Mar 1 2006
Severe stenosis (blockage) to the left main coronary artery - a condition commonly called a "widow-maker"- can result in sudden death. For nearly 30 years, the gold standard for treatment has been coronary artery bypass surgery (CABG).
A study conducted at Cedars-Sinai Medical Center, however, suggests that angioplasty with coronary stenting may be a viable alternative treatment to more complicated bypass surgery for patients with left main coronary artery (LMCA) disease when medication-releasing stents are used. Introduced two years ago, these types of stents slowly release medication that helps to prevent reclosure of the coronary artery.
The study reports on the short- and intermediate-term clinical outcomes of 123 patients who underwent bypass surgery and 50 who were treated medically with angioplasty and medication-releasing stents, also called drug-eluding stents. None of the patients had prior bypass surgery.
"Despite the greater percentage of high risk patients in the group who underwent coronary stenting, there was no increase in the immediate or medium-term complications compared with the group treated with bypass surgery," said Raj Makkar, M.D., director of the Interventional Cardiology and Cardiac Catheterization Laboratory at Cedars-Sinai, and principal investigator on the study. According to Makkar, this is one of the first studies in the United States on the use of medicated stents for the treatment of LMCA disease. LMCA disease is found in five to seven percent of patients who undergo angiography.
The American College of Cardiology and the American Heart Association have discouraged the medical treatment of left main coronary artery disease based on poor clinical outcomes. The authors suggest that a re-evaluation of the optimal treatment for LMCA disease be considered based the results of this study and on recent data showing that angioplasty with drug-eluding stents provides better outcomes than bare-metal stenting for LMCA disease.

§ THE DATA:
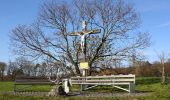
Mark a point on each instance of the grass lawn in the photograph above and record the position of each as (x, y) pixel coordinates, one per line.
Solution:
(9, 86)
(144, 85)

§ INSTRUCTIONS TO FOLLOW: Continue the article on the left main coronary artery stenting study from where it stops.

§ ANSWER FOR THIS EXERCISE:
Compared to the bypass surgery group, the group treated with drug-eluding stents had more patients with chronic renal insufficiency and more patients with unstable angina as the presenting symptom. Forty-six percent of the bypass surgery group was considered high-risk patients compared to 64 percent in the group treated with drug-eluting stents.
Patients treated with bypass surgery had longer hospitalizations and, after one-month, had a higher percentage of strokes, but there was no statistically significant difference in mortality or myocardial infarction. Six months after treatment, there had been seven deaths in the bypass surgery group and two in the group treated medically.
"The most important finding in this study is that, in a pilot experience with unprotected (no prior CABG surgery) LMCA disease, treatment with drug-eluting stents resulted in outcomes at least equivalent to bypass surgery ," said P. K. Shah, M.D., director of the Division of Cardiology at Cedars-Sinai. "At present, however, it is not known whether the improved outcomes in the drug-eluting stent group will be extended to all patients with LMCA disease. The results suggest a randomized comparison between the two revascularization strategies may be warranted."
Dr. Makkar agrees. "This study, while encouraging, suggests the need for larger randomized trials," he said. "We are currently in the process of doing such a study."